--- BEGIN Source document ---

Question

How do you simplify $ \dfrac{{{x}^{2}}+5x+6}{{{x}^{2}}-4}? $

Answer 1

Hint: To simplify the given expression we will first factorize both the numerator and denominator of the given fractional expression and then we will cancel the common terms of both the numerator and denominator and at last the term which we obtain after canceling will be the simplified form of the given expression.

Complete step by step answer:
We can see that the given expression $ \dfrac{{{x}^{2}}+5x+6}{{{x}^{2}}-4} $ has quadratic terms in both the numerator and denominator. So, to simplify the given expression we will first factorize both numerator and denominator and then we will cancel the common term of both the numerator and denominator to simplify it.
So, from numerator of $ \dfrac{{{x}^{2}}+5x+6}{{{x}^{2}}-4} $ , we have:
 $ \Rightarrow {{x}^{2}}+5x+6 $
Now, we will factorize it using middle term split:
From the method of middle term split, we know that the middle terms (i.e. term that has degree 1) can be divided into two-term such that the sum of their coefficient is equal to the coefficient of x term, and the product of them is equal to constant in the term in the given polynomial.
So, we can split middle terms 5x as (3x, 2x) as sum of (3x + 2x) = 5x and product of coefficient of 3x and 2x i.e. 6 is equal to constant term in the polynomial $ {{x}^{2}}+5x+6 $ .

--- END Source document ---
--- BEGIN Dataset entries ---

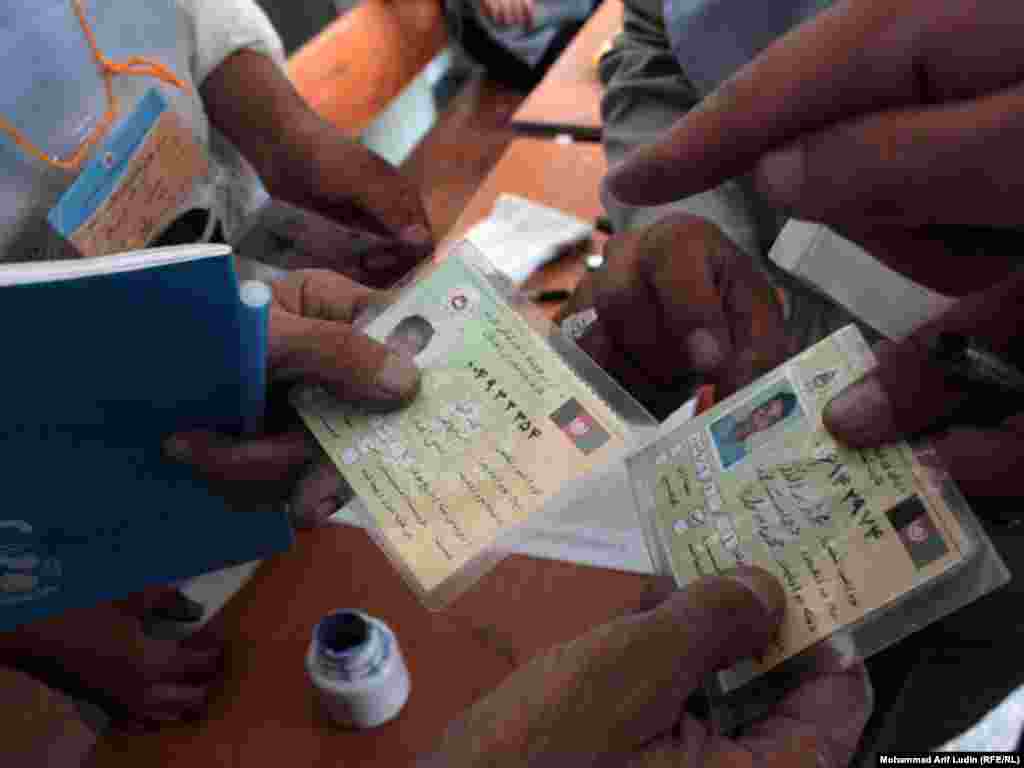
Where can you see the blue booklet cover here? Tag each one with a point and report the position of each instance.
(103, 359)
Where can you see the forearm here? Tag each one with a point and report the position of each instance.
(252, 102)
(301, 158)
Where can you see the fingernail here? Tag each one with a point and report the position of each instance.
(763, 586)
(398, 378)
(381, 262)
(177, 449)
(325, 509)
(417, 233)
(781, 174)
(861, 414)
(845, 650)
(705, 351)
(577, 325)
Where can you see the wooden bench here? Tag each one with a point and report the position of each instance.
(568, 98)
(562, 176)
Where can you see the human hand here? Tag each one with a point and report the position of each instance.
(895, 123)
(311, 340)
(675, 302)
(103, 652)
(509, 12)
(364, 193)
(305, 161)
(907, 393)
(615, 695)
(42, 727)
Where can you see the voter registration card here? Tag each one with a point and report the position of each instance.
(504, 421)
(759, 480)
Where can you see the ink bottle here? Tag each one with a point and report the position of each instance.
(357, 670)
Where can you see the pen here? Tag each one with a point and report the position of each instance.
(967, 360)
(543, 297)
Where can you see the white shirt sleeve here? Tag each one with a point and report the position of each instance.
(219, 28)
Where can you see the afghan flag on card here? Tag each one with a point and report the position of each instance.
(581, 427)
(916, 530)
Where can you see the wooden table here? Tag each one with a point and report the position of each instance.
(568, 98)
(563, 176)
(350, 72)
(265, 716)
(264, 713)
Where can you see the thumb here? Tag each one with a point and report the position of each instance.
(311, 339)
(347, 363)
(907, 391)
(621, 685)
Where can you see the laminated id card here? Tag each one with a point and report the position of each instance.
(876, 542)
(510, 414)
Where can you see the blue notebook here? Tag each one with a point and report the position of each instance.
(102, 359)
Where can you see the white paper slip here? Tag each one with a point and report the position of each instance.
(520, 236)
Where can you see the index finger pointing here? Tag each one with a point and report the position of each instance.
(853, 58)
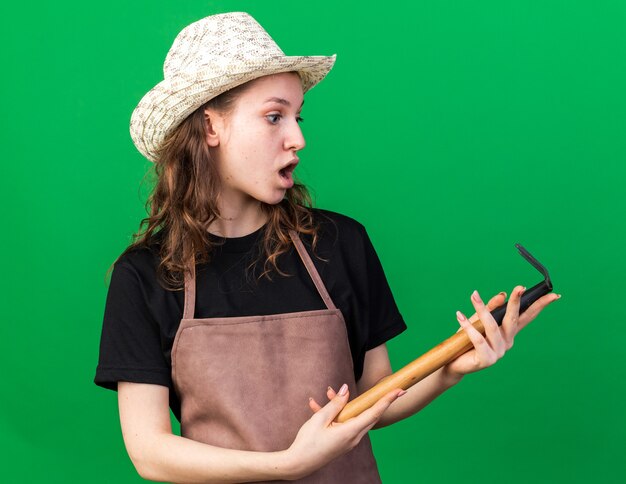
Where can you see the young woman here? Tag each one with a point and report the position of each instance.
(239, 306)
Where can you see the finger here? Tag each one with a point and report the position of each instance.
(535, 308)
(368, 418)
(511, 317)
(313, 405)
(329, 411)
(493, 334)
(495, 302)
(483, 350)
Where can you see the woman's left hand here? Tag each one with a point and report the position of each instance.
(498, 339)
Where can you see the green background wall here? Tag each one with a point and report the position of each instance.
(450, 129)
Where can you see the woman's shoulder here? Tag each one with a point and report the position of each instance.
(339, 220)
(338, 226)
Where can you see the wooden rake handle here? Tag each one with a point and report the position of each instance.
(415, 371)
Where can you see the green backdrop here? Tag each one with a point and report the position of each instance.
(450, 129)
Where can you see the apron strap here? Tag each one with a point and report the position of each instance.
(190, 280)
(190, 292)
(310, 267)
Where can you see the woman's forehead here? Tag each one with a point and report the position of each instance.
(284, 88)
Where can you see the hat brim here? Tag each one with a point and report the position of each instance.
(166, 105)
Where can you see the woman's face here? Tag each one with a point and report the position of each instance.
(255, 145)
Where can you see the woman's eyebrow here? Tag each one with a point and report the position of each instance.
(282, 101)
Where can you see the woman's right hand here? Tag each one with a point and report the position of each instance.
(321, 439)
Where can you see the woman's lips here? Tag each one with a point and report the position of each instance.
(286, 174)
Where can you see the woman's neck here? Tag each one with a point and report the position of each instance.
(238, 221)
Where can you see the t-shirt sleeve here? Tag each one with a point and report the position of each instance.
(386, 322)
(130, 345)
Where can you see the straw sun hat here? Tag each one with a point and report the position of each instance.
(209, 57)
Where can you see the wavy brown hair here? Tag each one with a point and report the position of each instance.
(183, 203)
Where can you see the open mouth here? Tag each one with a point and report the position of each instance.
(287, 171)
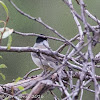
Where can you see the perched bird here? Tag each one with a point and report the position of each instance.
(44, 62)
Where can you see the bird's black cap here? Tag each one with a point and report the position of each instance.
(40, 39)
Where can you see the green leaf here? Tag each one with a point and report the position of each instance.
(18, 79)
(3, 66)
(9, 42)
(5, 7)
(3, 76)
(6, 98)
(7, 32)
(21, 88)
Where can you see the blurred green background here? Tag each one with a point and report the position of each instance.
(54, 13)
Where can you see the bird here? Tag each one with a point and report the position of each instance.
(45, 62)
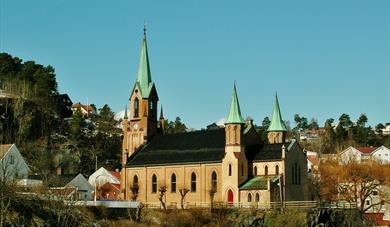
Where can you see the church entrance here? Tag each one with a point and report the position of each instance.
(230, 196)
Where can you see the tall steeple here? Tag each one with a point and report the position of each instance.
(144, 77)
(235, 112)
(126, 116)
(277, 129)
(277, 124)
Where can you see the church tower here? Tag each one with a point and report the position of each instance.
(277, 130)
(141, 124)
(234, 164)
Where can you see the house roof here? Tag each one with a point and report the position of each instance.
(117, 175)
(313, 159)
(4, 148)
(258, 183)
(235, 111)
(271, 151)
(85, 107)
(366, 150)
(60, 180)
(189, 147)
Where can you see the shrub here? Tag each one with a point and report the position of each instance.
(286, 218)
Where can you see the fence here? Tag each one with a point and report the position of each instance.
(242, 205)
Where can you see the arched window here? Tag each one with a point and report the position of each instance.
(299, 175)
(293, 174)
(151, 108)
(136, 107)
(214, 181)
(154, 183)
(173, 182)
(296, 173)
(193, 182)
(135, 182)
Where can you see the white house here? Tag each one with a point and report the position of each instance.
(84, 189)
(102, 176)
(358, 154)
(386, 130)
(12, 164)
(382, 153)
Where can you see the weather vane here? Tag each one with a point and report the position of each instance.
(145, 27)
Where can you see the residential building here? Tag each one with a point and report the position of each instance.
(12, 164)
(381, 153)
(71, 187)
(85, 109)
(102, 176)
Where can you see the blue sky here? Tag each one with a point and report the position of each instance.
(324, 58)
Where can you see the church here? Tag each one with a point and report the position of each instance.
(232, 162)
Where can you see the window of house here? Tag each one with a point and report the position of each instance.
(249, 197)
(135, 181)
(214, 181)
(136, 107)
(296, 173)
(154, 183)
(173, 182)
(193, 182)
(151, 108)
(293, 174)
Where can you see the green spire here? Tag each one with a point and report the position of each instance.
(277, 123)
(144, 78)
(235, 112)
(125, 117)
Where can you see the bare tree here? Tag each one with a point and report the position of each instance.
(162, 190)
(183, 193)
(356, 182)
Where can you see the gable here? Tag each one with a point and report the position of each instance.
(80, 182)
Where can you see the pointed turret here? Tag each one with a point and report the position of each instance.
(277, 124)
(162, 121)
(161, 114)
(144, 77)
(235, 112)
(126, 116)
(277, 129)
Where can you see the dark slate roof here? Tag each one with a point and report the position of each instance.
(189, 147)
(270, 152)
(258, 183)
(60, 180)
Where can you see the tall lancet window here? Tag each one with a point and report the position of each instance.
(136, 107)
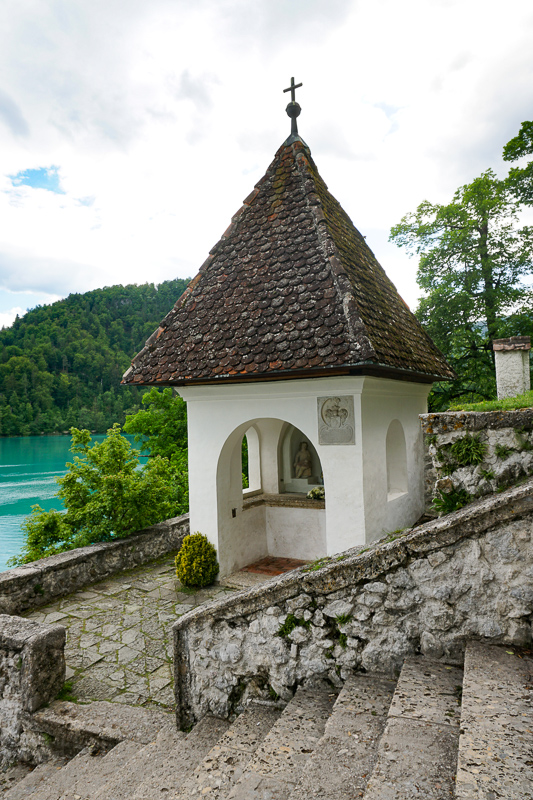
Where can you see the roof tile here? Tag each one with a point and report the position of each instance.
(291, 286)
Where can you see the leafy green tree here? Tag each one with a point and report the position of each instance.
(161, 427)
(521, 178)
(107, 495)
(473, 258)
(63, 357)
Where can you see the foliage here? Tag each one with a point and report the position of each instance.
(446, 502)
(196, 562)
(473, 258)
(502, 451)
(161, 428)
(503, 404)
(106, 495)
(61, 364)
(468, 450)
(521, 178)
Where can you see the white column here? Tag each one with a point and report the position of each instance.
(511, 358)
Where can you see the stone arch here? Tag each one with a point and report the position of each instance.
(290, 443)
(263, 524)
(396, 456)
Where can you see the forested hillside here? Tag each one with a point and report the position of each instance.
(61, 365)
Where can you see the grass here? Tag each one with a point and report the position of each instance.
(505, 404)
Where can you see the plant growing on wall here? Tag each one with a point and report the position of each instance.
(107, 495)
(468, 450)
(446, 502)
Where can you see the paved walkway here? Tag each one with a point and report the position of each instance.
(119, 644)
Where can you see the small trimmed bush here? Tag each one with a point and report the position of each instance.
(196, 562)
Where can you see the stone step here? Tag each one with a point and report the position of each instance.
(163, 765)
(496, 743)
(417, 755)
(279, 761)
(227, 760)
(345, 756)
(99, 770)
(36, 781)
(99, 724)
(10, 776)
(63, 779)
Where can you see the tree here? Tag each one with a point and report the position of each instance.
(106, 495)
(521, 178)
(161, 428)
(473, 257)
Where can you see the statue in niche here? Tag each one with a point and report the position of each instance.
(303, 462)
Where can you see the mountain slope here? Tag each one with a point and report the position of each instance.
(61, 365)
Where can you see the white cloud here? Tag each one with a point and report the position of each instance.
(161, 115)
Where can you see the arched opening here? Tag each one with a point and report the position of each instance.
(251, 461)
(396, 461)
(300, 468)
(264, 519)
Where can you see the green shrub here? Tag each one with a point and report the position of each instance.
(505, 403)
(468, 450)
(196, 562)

--- END Dataset entries ---

Exercise instructions:
(a) Say whether each statement agrees with the simplification walkthrough, answering yes or no and quoting the deciding words: (i) Only the denominator is factored before canceling. (ii) The middle term 5x is split into 3x and 2x. (iii) The middle term is described as the term of degree 2.
(b) Duplicate the simplification walkthrough word for word, starting at "Complete step by" and ending at "the given polynomial.".
(c) Go on with the simplification walkthrough from the point where it stops.
None of the lines are needed.

Responses to the exercise:
(a)
(i) No: "we will first factorize both the numerator and denominator of the given fractional expression"
(ii) Yes: "we can split middle terms 5x as (3x, 2x)"
(iii) No: "the middle terms (i.e. term that has degree 1)"

(b)
Complete step by step answer:
We can see that the given expression $ \dfrac{{{x}^{2}}+5x+6}{{{x}^{2}}-4} $ has quadratic terms in both the numerator and denominator. So, to simplify the given expression we will first factorize both numerator and denominator and then we will cancel the common term of both the numerator and denominator to simplify it.
So, from numerator of $ \dfrac{{{x}^{2}}+5x+6}{{{x}^{2}}-4} $ , we have:
 $ \Rightarrow {{x}^{2}}+5x+6 $
Now, we will factorize it using middle term split:
From the method of middle term split, we know that the middle terms (i.e. term that has degree 1) can be divided into two-term such that the sum of their coefficient is equal to the coefficient of x term, and the product of them is equal to constant in the term in the given polynomial.

(c)
 $ \begin{align}
  & \Rightarrow {{x}^{2}}+5x+6 \\
 & \Rightarrow {{x}^{2}}+3x+2x+6 \\
\end{align} $
Now, we will take ‘x’ as common from the first two term and ‘2’ from the last two term, then we will get:
 $ \begin{align}
  & \Rightarrow {{x}^{2}}+3x+2x+6 \\
 & \Rightarrow x\left( x+3 \right)+2\left( x+3 \right) \\
\end{align} $
Now, since we can see that $ \left( x+3 \right) $ is common in both the term so we will take it as common:
 $ \begin{align}
  & \Rightarrow x\left( x+3 \right)+2\left( x+3 \right) \\
 & \Rightarrow \left( x+3 \right)\left( x+2 \right) \\
\end{align} $
Now, we cannot further factorize it, so factor of $ {{x}^{2}}+5x+6 $ is $ \left( x+3 \right)\left( x+2 \right) $ .
Now, from denominator of $ \dfrac{{{x}^{2}}+5x+6}{{{x}^{2}}-4} $ , we have:
 $ \Rightarrow {{x}^{2}}-4 $
Now, we will factorize $ {{x}^{2}}-4 $ and find all its factors.
We can write $ {{x}^{2}}-4 $ as:
 $ \Rightarrow {{x}^{2}}-{{2}^{2}} $
Since, we know that $ \left( {{a}^{2}}-{{b}^{2}} \right)=\left( a-b \right)\left( a+b \right) $
So, we can write $ {{x}^{2}}-{{2}^{2}} $ as:
 $ \Rightarrow {{x}^{2}}-{{2}^{2}}=\left( x-2 \right)\left( x+2 \right) $
So, the factor of $ {{x}^{2}}-4 $ is $ \left( x-2 \right)\left( x+2 \right) $ .
Thus, we can write $ \dfrac{{{x}^{2}}+5x+6}{{{x}^{2}}-4} $ as $ \dfrac{\left( x+3 \right)\left( x+2 \right)}{\left( x-2 \right)\left( x+2 \right)} $ .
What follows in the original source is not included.